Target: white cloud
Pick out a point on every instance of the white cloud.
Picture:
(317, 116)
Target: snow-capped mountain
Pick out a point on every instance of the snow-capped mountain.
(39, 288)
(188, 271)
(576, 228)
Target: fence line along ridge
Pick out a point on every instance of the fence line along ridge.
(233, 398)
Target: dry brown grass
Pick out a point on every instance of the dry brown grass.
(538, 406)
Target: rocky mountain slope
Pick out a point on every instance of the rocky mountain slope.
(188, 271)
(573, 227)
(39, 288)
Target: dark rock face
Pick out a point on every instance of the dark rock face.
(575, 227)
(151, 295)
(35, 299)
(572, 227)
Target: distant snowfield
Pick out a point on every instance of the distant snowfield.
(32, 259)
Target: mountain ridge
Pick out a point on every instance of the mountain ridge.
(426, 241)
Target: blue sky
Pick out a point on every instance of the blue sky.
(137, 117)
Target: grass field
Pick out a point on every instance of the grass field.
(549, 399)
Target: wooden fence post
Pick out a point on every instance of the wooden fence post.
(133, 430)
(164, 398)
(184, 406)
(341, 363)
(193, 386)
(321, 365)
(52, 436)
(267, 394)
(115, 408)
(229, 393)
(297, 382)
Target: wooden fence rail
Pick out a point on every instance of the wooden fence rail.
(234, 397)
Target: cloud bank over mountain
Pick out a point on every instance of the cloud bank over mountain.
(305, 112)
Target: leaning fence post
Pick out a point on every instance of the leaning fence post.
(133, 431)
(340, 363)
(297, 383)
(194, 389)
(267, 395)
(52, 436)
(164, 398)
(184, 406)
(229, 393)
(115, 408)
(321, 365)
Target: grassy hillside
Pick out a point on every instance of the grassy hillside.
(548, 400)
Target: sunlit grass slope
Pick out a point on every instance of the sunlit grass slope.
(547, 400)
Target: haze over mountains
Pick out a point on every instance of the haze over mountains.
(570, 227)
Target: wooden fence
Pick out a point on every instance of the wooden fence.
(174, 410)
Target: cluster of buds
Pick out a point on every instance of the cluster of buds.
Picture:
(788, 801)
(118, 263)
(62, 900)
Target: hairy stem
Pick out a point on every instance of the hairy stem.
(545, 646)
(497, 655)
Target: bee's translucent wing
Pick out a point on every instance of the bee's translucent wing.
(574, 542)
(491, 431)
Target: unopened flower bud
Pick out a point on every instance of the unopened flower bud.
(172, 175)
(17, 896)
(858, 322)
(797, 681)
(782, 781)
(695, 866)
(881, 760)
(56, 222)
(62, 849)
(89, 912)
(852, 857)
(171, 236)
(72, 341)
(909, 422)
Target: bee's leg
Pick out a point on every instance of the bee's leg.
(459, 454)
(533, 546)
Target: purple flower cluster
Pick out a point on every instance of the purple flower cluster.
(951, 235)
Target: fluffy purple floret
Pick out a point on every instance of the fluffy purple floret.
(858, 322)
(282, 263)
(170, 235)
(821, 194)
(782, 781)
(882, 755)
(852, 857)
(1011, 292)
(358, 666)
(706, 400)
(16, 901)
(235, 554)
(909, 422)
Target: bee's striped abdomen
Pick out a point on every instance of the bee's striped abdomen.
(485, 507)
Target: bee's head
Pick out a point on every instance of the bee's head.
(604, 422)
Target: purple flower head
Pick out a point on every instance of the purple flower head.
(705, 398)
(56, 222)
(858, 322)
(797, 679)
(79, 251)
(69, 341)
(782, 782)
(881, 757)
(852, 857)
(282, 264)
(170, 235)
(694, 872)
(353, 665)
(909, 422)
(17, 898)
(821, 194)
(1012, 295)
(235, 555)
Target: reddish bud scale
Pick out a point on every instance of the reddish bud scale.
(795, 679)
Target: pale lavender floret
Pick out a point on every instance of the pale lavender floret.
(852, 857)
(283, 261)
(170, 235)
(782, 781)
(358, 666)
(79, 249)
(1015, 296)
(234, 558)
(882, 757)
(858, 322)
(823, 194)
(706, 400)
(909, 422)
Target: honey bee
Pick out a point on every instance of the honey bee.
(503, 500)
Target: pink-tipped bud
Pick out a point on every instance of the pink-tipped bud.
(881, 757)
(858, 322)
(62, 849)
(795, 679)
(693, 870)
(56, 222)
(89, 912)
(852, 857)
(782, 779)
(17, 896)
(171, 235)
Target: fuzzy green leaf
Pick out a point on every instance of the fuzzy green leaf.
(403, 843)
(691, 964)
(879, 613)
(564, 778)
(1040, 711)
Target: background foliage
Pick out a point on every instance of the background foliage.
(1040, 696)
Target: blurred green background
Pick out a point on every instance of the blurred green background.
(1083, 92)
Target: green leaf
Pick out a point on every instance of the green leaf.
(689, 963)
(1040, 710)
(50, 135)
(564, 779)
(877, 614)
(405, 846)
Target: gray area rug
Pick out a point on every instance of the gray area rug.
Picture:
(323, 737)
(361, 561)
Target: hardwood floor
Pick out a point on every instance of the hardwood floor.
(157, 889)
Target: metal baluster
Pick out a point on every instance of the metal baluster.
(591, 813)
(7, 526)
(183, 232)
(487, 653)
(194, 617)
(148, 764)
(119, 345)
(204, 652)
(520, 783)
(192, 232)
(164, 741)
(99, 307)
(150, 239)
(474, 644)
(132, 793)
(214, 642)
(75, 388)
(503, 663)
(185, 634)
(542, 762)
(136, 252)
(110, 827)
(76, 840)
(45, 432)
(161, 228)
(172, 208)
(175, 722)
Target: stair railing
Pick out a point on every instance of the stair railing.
+++
▶ Zielvorgabe
Gib diese Zeilen als nummerierte Liste aus und lass dabei Leerzeilen weg.

▶ Vollständige Antwort
1. Target: white cloud
2. Pick out a point on every instance of the white cloud.
3. Picture:
4. (317, 116)
5. Target: snow-capped mountain
6. Pick out a point on every instance of the snow-capped mountain.
7. (39, 288)
8. (188, 271)
9. (576, 228)
10. Target: fence line along ridge
11. Pick out a point on every instance of the fence line along ridge.
12. (233, 398)
13. Target: dry brown grass
14. Pick out a point on every instance of the dry brown grass.
15. (538, 406)
16. Target: rocky mountain slope
17. Pick out a point on every instance of the rocky mountain slope.
18. (188, 271)
19. (573, 227)
20. (39, 288)
21. Target: dark rock face
22. Pick out a point on every instance of the dark rock face.
23. (575, 227)
24. (151, 295)
25. (35, 299)
26. (572, 227)
27. Target: distant snowfield
28. Pick out a point on every instance of the distant snowfield.
29. (32, 259)
30. Target: mountain ridge
31. Pick out a point on every instance of the mountain ridge.
32. (426, 241)
33. Target: blue sky
34. Pick out a point on every instance of the blue sky.
35. (137, 117)
36. Target: grass field
37. Pick out a point on every instance of the grass field.
38. (549, 399)
39. Target: wooden fence post
40. Pick out a point on every instance of the wooden fence post.
41. (133, 430)
42. (164, 398)
43. (184, 406)
44. (341, 363)
45. (193, 386)
46. (321, 365)
47. (52, 436)
48. (267, 394)
49. (115, 408)
50. (229, 393)
51. (297, 382)
52. Target: wooden fence rail
53. Pick out a point on every instance of the wooden fence rail.
54. (234, 397)
55. Target: cloud bank over mountain
56. Pick out a point on every instance of the cloud bank over mountain.
57. (305, 112)
58. Target: leaning fence post
59. Pick out a point on every instance of the leaning fence post.
60. (133, 431)
61. (340, 363)
62. (297, 383)
63. (194, 389)
64. (267, 395)
65. (52, 436)
66. (164, 398)
67. (184, 406)
68. (229, 393)
69. (115, 408)
70. (321, 365)
71. Target: grassy hillside
72. Pick out a point on every instance of the grassy hillside.
73. (548, 400)
74. Target: sunlit grass slope
75. Pick out a point on every instance of the sunlit grass slope.
76. (547, 400)
77. Target: haze over mountains
78. Pick out a point on every instance of the haze over mountains.
79. (570, 227)
80. Target: wooden fence
81. Pick out a point on every instance of the wooden fence.
82. (174, 410)
83. Target: cluster of buds
84. Pick out a point on every instance of the cluster of buds.
85. Picture:
86. (788, 801)
87. (118, 263)
88. (62, 900)
89. Target: hairy stem
90. Pick out a point on every instance of the hairy stem.
91. (545, 646)
92. (497, 655)
93. Target: bee's translucent wing
94. Pick out a point on every instance of the bee's translucent wing.
95. (574, 542)
96. (491, 431)
97. Target: unopened flower bud
98. Pick out a point on every instance of the unopened flower bud.
99. (172, 175)
100. (17, 896)
101. (858, 322)
102. (797, 681)
103. (782, 781)
104. (695, 866)
105. (881, 760)
106. (56, 222)
107. (62, 849)
108. (89, 912)
109. (852, 857)
110. (171, 236)
111. (72, 341)
112. (909, 422)
113. Target: bee's leg
114. Pick out a point on every instance of the bee's leg.
115. (459, 454)
116. (533, 546)
117. Target: purple flower cluster
118. Pick out a point on every instance of the purple flower cluster.
119. (951, 235)
120. Target: fluffy purple floret
121. Pick out a point on every instance of the fluffy purple floret.
122. (858, 322)
123. (282, 263)
124. (170, 235)
125. (821, 194)
126. (782, 781)
127. (882, 755)
128. (852, 857)
129. (1011, 292)
130. (358, 666)
131. (706, 400)
132. (16, 901)
133. (235, 554)
134. (909, 422)
135. Target: bee's striped abdomen
136. Pick out a point on every instance of the bee's striped abdomen.
137. (485, 507)
138. Target: bee's head
139. Pick out a point on every instance of the bee's head.
140. (604, 422)
141. Target: purple flower head
142. Pick out a point on every instance of the purple flower head.
143. (705, 398)
144. (56, 222)
145. (858, 322)
146. (797, 679)
147. (79, 251)
148. (69, 341)
149. (782, 782)
150. (881, 757)
151. (852, 857)
152. (282, 264)
153. (170, 235)
154. (694, 872)
155. (353, 665)
156. (909, 422)
157. (17, 898)
158. (821, 194)
159. (1012, 295)
160. (235, 555)
161. Target: reddish bud scale
162. Pick out a point on every instance of the reddish bud scale.
163. (795, 679)
164. Target: pale lavender floret
165. Pick out a point on every instance of the pale lavender floret.
166. (852, 857)
167. (283, 261)
168. (170, 235)
169. (782, 781)
170. (358, 666)
171. (79, 249)
172. (1015, 296)
173. (234, 558)
174. (882, 757)
175. (858, 322)
176. (823, 194)
177. (706, 400)
178. (909, 422)
179. Target: honey bee
180. Pick out a point on every instance of the honey bee.
181. (503, 500)
182. Target: pink-tipped bud
183. Pick out a point on every instance of the pink-tipped bud.
184. (881, 757)
185. (858, 322)
186. (62, 849)
187. (795, 679)
188. (693, 870)
189. (56, 222)
190. (89, 912)
191. (852, 857)
192. (782, 779)
193. (17, 896)
194. (171, 235)
195. Target: fuzzy green leaf
196. Pick out a point on every instance of the fuzzy green leaf.
197. (403, 843)
198. (691, 964)
199. (879, 613)
200. (564, 778)
201. (1040, 711)
202. Target: background foliage
203. Pick out a point on every instance of the background foliage.
204. (1040, 696)
205. Target: blurred green background
206. Pick out a point on every instance of the blurred green background.
207. (1083, 92)
208. Target: green leaf
209. Pick out a point on every instance of the green leaf.
210. (689, 963)
211. (1040, 710)
212. (50, 135)
213. (564, 779)
214. (877, 614)
215. (405, 846)
216. Target: gray area rug
217. Pick out a point on every instance of the gray area rug.
218. Picture:
219. (323, 737)
220. (361, 561)
221. Target: hardwood floor
222. Pick out a point on every instance of the hardwood floor.
223. (157, 889)
224. Target: metal baluster
225. Pick out a point on every instance of the metal baluster.
226. (591, 813)
227. (7, 526)
228. (183, 232)
229. (487, 653)
230. (194, 617)
231. (148, 764)
232. (119, 345)
233. (204, 652)
234. (520, 783)
235. (192, 232)
236. (164, 741)
237. (99, 307)
238. (150, 239)
239. (474, 644)
240. (132, 793)
241. (214, 642)
242. (75, 388)
243. (503, 663)
244. (185, 634)
245. (542, 762)
246. (136, 252)
247. (110, 827)
248. (76, 840)
249. (45, 432)
250. (161, 228)
251. (172, 208)
252. (175, 722)
253. Target: stair railing
254. Pick out a point on every instance of the stair railing.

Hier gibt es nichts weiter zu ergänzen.